** START Records shown **

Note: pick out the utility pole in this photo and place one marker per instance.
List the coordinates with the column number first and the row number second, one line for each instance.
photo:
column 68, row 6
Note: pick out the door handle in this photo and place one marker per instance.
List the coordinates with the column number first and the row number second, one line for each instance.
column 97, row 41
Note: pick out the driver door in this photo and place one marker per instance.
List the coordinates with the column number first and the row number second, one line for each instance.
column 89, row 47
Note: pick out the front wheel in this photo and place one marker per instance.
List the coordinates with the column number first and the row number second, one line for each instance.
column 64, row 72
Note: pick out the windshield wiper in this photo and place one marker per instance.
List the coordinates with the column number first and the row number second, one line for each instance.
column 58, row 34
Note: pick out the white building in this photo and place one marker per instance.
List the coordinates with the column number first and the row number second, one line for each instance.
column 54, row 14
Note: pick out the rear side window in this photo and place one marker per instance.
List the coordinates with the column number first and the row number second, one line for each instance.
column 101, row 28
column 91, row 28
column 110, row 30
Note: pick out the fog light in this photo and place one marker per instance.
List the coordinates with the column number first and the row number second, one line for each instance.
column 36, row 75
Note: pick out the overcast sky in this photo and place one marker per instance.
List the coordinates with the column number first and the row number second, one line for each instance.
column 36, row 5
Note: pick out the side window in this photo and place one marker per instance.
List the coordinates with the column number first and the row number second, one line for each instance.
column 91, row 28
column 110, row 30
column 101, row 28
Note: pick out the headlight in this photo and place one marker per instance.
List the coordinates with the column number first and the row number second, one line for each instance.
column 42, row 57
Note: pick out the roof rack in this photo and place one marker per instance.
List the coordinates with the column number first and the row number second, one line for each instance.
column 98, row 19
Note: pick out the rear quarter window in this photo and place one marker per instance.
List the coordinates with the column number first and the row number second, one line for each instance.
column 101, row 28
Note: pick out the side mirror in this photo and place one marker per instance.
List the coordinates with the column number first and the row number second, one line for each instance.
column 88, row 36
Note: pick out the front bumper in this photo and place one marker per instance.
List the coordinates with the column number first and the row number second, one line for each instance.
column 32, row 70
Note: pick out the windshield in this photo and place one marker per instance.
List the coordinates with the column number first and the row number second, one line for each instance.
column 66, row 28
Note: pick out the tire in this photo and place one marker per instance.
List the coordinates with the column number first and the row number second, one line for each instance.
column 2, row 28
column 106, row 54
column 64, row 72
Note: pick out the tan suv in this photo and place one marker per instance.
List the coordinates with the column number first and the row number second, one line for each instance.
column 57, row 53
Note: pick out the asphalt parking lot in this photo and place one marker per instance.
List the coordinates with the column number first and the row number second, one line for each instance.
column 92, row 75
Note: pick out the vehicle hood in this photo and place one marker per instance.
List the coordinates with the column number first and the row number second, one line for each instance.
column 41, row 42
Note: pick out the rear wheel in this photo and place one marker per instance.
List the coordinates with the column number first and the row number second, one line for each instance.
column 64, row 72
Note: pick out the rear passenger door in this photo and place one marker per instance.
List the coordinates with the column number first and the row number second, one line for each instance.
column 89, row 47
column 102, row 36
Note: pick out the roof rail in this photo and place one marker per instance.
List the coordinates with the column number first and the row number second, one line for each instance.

** END Records shown **

## What you are asked to do
Please quote every record above exactly as it appears.

## Result of the exercise
Note: pick out the utility pole in this photo and place one marker per instance.
List the coordinates with the column number first and the row number second, one line for each instance.
photo:
column 68, row 6
Note: pick out the door handle in this photo and place one marker per instance.
List the coordinates with the column number first and the row number second, one line for each instance.
column 97, row 41
Note: pick out the driver door in this photo and place one marker per instance.
List the coordinates with the column number first and the row number second, one line for each instance.
column 89, row 47
Note: pick out the front wheel in this photo and place one marker per instance.
List the coordinates with the column number first and the row number second, one line for each instance.
column 64, row 72
Note: pick out the windshield wiper in this photo and place one marker per instance.
List the coordinates with the column number first and the row number second, one line for each instance.
column 58, row 34
Note: pick out the white building in this photo and place one marker per instance.
List the coordinates with the column number first and the row number second, one line for each instance.
column 54, row 14
Note: pick out the rear side window in this photo and place one marker per instance.
List the coordinates with the column number first and the row number second, one line for each instance.
column 101, row 28
column 91, row 28
column 110, row 30
Note: pick out the fog light in this photo and place one marker per instance.
List the coordinates with the column number first and the row number second, one line for each instance.
column 36, row 75
Note: pick out the overcast sky in this photo and place one marker per instance.
List the coordinates with the column number first and the row number second, one line for each instance.
column 36, row 5
Note: pick out the side window in this photo and place one marker per instance.
List the coordinates with the column number first and the row number second, one line for each instance.
column 91, row 28
column 110, row 30
column 101, row 28
Note: pick out the headlight in this photo and place one marker per instance.
List the coordinates with the column number first and the row number second, one line for each instance.
column 42, row 57
Note: pick out the roof rack in this photo and place one marker per instance.
List the coordinates with the column number first and the row number second, one line for each instance.
column 98, row 19
Note: pick out the rear quarter window in this photo and place one marker per instance.
List the coordinates with the column number first and the row number second, one line for each instance.
column 101, row 28
Note: pick out the side mirror in this photo and place one marker per instance.
List the coordinates with the column number first and the row number second, one line for each instance.
column 88, row 36
Note: pick out the front bumper in this photo and place one marker per instance.
List the coordinates with the column number first and the row number second, one line for each instance.
column 32, row 70
Note: pick out the windshield in this photo and place one marker per instance.
List the coordinates with the column number first and the row number second, one line for each instance.
column 66, row 28
Note: pick out the tire in this photo and place one marker per instance.
List the coordinates with the column number first and the row number second, one line for each instance.
column 2, row 28
column 106, row 54
column 64, row 72
Note: pick out the tan suv in this photo and place one marker per instance.
List the coordinates with the column number first and the row number second, one line for each instance.
column 57, row 53
Note: pick out the asphalt parking lot in this photo and place one marker per instance.
List the coordinates with the column number first and the row number second, one line for each instance.
column 92, row 75
Note: pick out the vehicle hood in this photo and place one marker per instance.
List the coordinates with the column number first and the row number second, one line for each instance.
column 41, row 42
Note: pick out the rear wheel in this photo and place one marker per instance.
List the coordinates with the column number first and the row number second, one line for each instance.
column 64, row 72
Note: pick out the rear passenger door in this photo and place one marker per instance.
List the coordinates with the column number first and the row number second, one line for each instance.
column 89, row 47
column 102, row 36
Note: pick out the roof rail in this photo and place one marker per instance.
List the coordinates with the column number first and the row number second, one line for each instance.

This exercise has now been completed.